> _TASK TO CARRY OUT_:
Render every line of the items below as a numbered list with no blank lines, and omit the pictures.
---
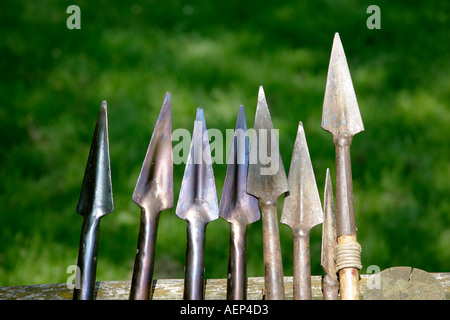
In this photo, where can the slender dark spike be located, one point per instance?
(96, 201)
(197, 204)
(267, 181)
(330, 284)
(239, 208)
(302, 211)
(154, 194)
(341, 117)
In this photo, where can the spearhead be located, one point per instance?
(96, 195)
(155, 183)
(96, 201)
(198, 198)
(266, 176)
(197, 204)
(236, 205)
(267, 180)
(342, 118)
(340, 115)
(154, 194)
(328, 230)
(302, 209)
(330, 284)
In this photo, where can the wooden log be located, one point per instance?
(172, 289)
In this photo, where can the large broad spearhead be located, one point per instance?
(330, 286)
(155, 183)
(342, 118)
(198, 197)
(340, 114)
(96, 201)
(239, 208)
(198, 205)
(96, 192)
(154, 194)
(302, 210)
(236, 205)
(267, 180)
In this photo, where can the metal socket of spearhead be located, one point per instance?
(330, 284)
(342, 118)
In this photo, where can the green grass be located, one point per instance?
(215, 55)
---
> _THE OUTPUT_:
1. In this photo, where can the slender dark spike be located, one point per instance?
2. (96, 201)
3. (197, 204)
4. (267, 181)
5. (330, 284)
6. (239, 208)
7. (302, 211)
8. (154, 194)
9. (341, 117)
10. In this photo, where can the spearhead be located, one point per instance?
11. (96, 195)
12. (155, 183)
13. (96, 201)
14. (198, 198)
15. (266, 176)
16. (197, 204)
17. (236, 205)
18. (267, 180)
19. (342, 118)
20. (340, 115)
21. (154, 194)
22. (328, 230)
23. (302, 209)
24. (330, 284)
25. In this photo, where can the wooden log be located, one point per instance?
26. (172, 289)
27. In this photo, where can the large broad spearhead be located, one point per instance?
28. (330, 286)
29. (155, 183)
30. (342, 118)
31. (198, 197)
32. (340, 114)
33. (96, 201)
34. (239, 208)
35. (198, 205)
36. (96, 192)
37. (154, 194)
38. (302, 210)
39. (236, 205)
40. (267, 180)
41. In this photo, where can the metal socket of spearhead be located, one point per instance?
42. (330, 284)
43. (342, 118)
44. In this photo, where can the green grass be located, one point per instance?
45. (215, 55)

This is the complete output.